* begin PROVIDED RECORDS *
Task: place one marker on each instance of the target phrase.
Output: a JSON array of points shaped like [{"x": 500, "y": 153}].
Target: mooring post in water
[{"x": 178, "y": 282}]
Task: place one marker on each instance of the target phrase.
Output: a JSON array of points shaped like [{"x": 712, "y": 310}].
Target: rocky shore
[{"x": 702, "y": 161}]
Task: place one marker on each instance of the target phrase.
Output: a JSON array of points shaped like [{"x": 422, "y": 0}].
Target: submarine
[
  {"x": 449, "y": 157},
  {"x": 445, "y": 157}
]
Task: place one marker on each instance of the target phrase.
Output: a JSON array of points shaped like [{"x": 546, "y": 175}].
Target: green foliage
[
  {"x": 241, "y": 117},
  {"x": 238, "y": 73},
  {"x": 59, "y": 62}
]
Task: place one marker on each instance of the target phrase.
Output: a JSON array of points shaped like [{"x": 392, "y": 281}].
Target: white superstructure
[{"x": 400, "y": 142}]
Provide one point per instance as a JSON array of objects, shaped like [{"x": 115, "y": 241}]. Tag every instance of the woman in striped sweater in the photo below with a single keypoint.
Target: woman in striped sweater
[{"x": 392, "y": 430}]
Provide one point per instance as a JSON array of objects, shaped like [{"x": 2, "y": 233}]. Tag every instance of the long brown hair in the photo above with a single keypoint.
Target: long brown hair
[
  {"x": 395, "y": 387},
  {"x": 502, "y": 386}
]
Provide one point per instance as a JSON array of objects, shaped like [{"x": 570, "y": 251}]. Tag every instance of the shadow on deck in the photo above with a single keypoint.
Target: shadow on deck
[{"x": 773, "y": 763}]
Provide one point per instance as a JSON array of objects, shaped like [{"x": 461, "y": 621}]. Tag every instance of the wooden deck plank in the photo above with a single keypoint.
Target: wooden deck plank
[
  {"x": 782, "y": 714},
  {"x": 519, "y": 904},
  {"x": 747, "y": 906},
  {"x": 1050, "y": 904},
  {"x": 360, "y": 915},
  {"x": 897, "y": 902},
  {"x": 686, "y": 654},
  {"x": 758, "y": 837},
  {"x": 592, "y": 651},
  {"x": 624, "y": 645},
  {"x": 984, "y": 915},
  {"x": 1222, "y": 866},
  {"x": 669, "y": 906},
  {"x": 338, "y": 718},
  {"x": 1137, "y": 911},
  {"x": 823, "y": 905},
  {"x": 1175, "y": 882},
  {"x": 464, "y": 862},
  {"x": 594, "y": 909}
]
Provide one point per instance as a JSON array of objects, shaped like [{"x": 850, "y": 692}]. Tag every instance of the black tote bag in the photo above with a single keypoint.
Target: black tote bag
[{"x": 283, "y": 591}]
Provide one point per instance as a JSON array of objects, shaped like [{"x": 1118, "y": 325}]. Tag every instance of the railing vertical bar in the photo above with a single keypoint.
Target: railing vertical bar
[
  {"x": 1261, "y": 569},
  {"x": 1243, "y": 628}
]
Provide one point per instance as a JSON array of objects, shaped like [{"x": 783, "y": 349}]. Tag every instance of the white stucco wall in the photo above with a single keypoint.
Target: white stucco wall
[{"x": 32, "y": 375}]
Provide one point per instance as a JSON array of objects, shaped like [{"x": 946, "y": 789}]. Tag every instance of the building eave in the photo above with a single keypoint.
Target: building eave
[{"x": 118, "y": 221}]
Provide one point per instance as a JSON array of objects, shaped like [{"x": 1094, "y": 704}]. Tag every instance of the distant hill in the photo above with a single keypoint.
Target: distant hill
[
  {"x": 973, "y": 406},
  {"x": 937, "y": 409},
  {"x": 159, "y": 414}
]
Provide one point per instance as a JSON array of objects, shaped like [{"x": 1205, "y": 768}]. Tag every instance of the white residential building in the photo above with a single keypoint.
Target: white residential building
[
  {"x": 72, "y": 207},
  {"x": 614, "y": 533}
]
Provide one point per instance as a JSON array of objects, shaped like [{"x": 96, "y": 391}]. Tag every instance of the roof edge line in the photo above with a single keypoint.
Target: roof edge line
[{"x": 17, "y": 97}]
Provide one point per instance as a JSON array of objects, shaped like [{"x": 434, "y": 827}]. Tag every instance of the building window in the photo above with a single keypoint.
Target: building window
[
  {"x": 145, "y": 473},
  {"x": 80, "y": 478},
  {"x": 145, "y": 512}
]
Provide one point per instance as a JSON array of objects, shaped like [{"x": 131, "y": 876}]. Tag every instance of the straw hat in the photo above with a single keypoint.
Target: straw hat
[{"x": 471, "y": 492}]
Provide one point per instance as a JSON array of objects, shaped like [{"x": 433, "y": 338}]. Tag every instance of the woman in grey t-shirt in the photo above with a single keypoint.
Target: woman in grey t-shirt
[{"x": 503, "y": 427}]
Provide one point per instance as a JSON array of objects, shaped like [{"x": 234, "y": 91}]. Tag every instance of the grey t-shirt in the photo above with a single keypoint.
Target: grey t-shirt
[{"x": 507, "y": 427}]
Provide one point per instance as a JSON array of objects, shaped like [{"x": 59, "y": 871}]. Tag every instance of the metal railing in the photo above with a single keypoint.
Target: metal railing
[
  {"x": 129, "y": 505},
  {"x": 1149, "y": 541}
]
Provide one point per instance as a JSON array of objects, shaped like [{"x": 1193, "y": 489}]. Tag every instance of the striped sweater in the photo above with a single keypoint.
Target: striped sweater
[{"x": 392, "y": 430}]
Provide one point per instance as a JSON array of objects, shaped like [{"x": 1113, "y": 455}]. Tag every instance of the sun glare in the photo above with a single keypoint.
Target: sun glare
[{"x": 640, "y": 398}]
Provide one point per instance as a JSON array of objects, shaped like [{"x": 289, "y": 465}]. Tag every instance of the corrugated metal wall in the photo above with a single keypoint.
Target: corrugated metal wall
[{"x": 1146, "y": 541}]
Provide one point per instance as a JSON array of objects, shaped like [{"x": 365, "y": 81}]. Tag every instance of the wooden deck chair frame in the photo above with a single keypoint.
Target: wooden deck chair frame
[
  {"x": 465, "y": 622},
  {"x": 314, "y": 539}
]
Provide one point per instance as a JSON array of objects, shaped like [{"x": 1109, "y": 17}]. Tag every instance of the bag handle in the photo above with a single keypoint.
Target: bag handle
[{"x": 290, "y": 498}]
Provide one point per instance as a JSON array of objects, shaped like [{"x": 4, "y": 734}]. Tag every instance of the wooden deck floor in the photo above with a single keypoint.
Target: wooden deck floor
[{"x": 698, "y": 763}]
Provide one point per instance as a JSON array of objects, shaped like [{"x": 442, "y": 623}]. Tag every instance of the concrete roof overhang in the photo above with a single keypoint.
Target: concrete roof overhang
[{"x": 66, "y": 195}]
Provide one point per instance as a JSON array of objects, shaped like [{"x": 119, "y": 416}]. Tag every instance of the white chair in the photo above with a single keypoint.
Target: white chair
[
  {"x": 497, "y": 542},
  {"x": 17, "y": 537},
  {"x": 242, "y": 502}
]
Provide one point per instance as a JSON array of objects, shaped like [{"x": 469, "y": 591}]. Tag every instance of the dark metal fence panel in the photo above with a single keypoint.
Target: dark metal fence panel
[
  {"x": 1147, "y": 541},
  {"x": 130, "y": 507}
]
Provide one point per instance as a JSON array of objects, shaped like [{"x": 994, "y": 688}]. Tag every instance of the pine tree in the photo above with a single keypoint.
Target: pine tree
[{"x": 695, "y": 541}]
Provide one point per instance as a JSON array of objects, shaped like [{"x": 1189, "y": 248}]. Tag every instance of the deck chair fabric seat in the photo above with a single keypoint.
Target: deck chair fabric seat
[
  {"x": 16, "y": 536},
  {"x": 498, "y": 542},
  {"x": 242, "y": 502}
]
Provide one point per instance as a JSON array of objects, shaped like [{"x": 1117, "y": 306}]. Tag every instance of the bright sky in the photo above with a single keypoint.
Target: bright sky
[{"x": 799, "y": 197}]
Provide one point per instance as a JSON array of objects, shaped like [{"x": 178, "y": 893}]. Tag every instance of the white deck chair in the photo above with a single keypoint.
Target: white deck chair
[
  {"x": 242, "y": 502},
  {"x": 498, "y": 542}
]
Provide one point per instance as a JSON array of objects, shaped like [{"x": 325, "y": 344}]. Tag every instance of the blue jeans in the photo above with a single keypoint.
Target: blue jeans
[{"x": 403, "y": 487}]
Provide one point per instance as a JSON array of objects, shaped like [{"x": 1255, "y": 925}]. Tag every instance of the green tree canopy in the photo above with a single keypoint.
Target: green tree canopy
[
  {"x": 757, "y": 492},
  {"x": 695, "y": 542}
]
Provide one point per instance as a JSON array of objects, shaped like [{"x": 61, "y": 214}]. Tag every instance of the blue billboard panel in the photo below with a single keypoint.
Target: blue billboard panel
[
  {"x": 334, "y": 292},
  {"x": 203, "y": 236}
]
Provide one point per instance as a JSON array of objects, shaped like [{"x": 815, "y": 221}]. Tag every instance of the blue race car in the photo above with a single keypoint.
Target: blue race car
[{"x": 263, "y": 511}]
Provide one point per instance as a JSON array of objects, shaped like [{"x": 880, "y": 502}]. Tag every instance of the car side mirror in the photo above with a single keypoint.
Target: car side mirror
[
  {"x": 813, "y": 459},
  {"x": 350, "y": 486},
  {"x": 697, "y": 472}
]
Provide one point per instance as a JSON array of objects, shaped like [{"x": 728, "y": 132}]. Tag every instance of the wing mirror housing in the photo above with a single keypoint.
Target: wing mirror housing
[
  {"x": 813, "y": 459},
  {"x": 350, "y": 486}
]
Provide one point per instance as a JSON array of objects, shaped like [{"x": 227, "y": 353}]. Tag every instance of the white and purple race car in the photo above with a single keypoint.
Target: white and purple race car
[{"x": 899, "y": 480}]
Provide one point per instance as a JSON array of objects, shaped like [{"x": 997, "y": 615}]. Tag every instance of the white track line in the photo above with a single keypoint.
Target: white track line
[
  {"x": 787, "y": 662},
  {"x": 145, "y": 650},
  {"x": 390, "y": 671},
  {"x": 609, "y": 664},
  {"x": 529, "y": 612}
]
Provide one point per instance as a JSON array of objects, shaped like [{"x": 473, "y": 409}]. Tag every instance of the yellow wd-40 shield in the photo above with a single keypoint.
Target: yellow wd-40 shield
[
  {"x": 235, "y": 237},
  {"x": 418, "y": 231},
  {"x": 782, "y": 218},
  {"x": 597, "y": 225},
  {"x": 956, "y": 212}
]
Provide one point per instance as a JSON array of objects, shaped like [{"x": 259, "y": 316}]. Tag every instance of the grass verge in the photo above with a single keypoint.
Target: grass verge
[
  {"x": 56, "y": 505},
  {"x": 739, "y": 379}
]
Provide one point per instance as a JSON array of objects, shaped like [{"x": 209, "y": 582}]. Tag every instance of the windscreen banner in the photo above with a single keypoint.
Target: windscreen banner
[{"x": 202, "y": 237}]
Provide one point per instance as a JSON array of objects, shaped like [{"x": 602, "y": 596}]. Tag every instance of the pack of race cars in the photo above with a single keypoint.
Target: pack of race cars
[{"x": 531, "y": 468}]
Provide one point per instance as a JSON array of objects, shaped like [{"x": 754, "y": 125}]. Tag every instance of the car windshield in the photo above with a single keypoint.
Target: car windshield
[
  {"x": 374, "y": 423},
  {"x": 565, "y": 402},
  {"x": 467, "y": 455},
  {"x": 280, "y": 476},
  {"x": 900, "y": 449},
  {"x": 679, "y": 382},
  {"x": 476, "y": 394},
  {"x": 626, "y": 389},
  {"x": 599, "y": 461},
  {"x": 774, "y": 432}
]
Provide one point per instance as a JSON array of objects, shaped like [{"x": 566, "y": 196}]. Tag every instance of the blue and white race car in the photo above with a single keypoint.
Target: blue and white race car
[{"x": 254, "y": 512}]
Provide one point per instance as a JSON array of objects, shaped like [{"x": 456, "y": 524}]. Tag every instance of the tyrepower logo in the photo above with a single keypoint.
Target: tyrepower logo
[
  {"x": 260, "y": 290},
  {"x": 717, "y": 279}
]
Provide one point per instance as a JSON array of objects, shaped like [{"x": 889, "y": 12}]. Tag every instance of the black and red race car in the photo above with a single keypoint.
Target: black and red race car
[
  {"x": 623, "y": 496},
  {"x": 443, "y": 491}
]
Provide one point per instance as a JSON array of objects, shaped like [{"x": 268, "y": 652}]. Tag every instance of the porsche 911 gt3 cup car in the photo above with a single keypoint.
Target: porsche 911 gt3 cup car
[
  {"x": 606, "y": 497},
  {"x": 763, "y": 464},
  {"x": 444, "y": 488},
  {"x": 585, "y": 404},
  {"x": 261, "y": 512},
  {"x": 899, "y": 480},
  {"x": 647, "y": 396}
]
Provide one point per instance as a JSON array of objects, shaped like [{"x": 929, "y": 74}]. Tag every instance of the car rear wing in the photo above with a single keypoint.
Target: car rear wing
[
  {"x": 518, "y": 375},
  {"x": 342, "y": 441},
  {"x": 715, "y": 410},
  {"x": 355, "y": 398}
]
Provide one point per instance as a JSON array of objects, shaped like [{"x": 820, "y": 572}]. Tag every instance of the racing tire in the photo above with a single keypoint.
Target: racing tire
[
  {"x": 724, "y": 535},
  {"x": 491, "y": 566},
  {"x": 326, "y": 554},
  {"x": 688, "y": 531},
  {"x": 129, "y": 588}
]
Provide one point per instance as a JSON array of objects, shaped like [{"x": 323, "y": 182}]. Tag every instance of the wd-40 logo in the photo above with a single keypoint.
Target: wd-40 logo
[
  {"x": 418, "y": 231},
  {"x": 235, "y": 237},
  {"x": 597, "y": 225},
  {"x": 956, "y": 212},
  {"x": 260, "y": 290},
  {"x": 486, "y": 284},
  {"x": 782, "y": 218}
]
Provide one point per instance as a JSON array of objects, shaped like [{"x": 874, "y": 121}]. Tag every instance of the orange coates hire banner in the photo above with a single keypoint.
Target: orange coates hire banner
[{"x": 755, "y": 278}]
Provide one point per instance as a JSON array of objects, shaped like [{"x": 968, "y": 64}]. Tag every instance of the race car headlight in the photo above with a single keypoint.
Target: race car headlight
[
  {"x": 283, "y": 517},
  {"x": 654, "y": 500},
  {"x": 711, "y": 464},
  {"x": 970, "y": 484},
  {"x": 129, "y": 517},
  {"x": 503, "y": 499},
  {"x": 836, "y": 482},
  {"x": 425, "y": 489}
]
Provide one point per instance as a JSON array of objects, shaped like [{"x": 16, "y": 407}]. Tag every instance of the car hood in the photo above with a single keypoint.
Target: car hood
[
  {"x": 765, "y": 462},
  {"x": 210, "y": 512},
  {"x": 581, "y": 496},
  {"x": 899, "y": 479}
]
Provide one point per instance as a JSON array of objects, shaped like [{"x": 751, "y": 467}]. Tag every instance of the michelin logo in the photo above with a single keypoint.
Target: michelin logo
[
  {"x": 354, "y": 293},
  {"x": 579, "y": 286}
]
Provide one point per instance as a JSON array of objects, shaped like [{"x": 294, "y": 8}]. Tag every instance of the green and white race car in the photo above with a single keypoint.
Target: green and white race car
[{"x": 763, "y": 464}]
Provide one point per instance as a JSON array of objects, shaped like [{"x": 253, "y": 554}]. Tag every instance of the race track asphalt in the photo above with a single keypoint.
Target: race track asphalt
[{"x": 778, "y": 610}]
* end PROVIDED RECORDS *
*YOUR INSTRUCTIONS*
Rewrite the stretch from the line containing "the race track" through the end of the records, swapping "asphalt" for "pavement" and leaving everything else unchanged.

*COMPLETED TASK*
Provide one point per instance as a JSON array of objects, shaped like [{"x": 253, "y": 554}]. Tag every instance of the race track pavement in the photo above with a single keypoint.
Target: race track pavement
[{"x": 778, "y": 610}]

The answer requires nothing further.